- _Document segment_:
************

Author:
Henry Narits

Doctoral defence: Pille Pullonen-Raudvere “Foundations of efficient and secure algorithm development for secure multiparty computation“

On 13 August at 13:00, Pille Pullonen-Raudvere will defend her thesis "Foundations of efficient and secure algorithm development for secure multiparty computation to obtain the degree of Doctor of Philosophy (in Computer Science). 

Supervisors:
Associate Professor Sven Laur, University of Tartu
Dan Bogdanov, Cybernetica AS

Opponents: 
Associate Professor Mayank Varia, Boston University (USA)  
Associate Professor Bernardo Machado David, IT University of Copenhagen (Denmark)

Summary
Secure multiparty computation is a method for computing on private inputs without disclosing anything but the computation outcome. There exist various protocols for such computations such as homomorphic encryption, secret sharing or garbled circuits as well as methods specialised for a specific computation task like information retrieval. This thesis focuses on programmable secure multiparty computation where any algorithms can be executed. Furthermore, some outputs may be published and used to choose the following computations. For example, a result may be published and used as a condition to determine the next step. 

In such a case, it is critical to precisely define the security of computations. Sometimes secure programs executing some algorithm publish more values than one would usually consider as the output of such algorithm. In this case, it is important to analyse that the protocol does not reveal more information about the private inputs by publishing these values. This thesis focuses on simplifying such proofs for two separate cases.

************

- _Problems to solve_:
**a)** In the defence announcement, what time on 13 August is the thesis defence scheduled for?
**b)** Copy everything in the defence announcement from "Associate Professor Bernardo" down to "the next step.", swapping "garbled circuits" for "oblivious transfer".
Rely on the defence announcement alone.

(Labeled-object pointing data)
************

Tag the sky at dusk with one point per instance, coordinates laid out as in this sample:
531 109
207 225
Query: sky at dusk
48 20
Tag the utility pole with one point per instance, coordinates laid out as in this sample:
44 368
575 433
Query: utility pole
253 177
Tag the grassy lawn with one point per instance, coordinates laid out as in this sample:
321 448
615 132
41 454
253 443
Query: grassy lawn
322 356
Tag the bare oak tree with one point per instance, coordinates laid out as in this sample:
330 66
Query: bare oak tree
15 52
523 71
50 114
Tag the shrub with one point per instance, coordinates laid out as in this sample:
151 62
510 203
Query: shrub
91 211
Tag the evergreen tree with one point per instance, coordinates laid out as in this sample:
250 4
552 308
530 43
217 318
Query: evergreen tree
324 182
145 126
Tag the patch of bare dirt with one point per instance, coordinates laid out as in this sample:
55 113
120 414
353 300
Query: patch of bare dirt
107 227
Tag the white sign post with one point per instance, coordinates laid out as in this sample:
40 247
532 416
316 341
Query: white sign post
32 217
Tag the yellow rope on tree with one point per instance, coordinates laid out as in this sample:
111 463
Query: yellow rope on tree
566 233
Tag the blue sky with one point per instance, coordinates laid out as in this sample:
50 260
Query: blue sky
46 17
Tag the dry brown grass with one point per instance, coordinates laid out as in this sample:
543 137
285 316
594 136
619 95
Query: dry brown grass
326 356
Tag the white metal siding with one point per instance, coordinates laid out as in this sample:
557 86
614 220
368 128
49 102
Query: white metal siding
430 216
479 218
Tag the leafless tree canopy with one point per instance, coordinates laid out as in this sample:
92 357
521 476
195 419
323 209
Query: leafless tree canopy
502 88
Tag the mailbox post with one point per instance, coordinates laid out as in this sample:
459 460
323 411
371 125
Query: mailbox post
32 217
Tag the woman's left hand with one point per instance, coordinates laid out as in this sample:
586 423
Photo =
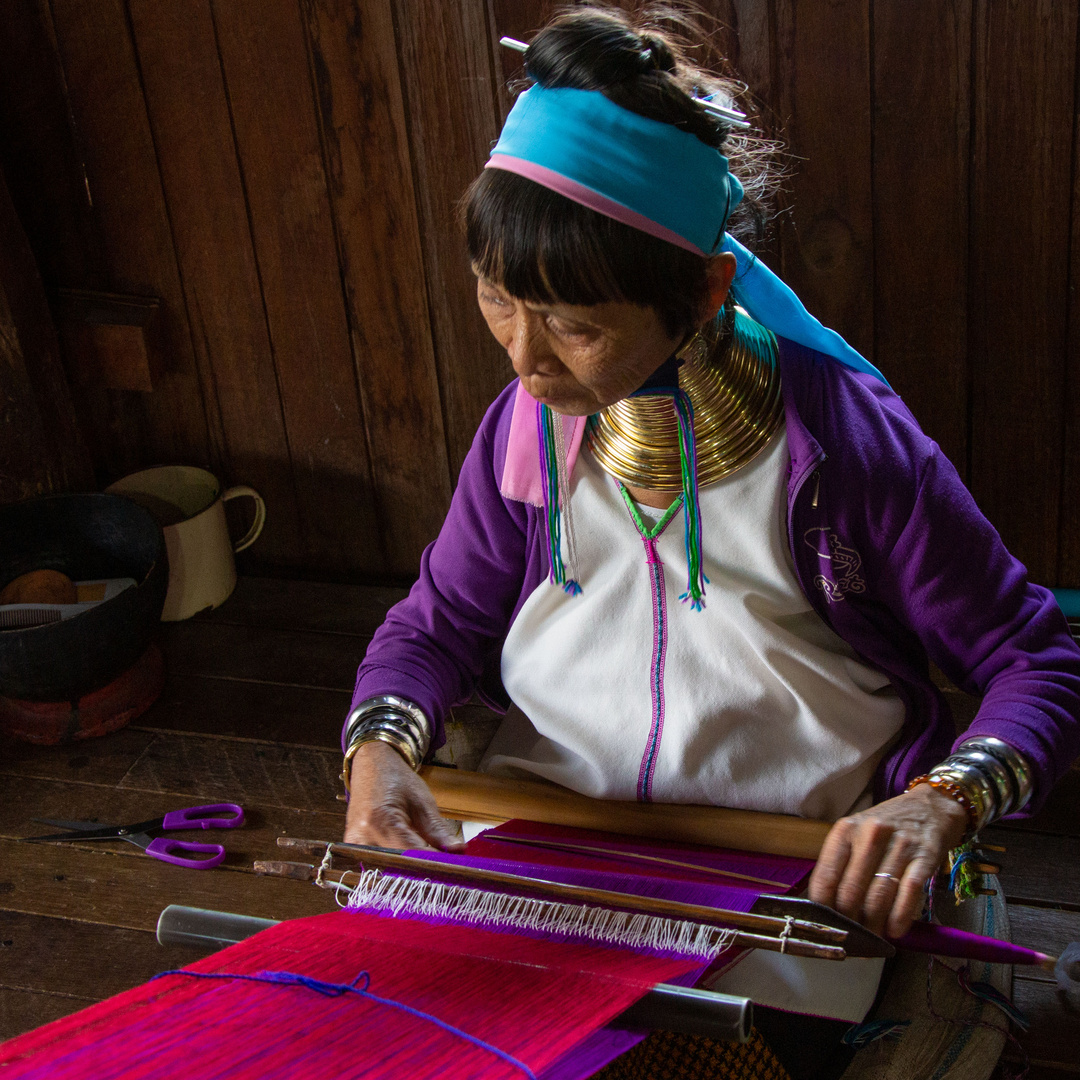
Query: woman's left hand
874 864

************

- _Written responses_:
**a)** 13:00

**b)**
Associate Professor Bernardo Machado David, IT University of Copenhagen (Denmark)

Summary
Secure multiparty computation is a method for computing on private inputs without disclosing anything but the computation outcome. There exist various protocols for such computations such as homomorphic encryption, secret sharing or oblivious transfer as well as methods specialised for a specific computation task like information retrieval. This thesis focuses on programmable secure multiparty computation where any algorithms can be executed. Furthermore, some outputs may be published and used to choose the following computations. For example, a result may be published and used as a condition to determine the next step.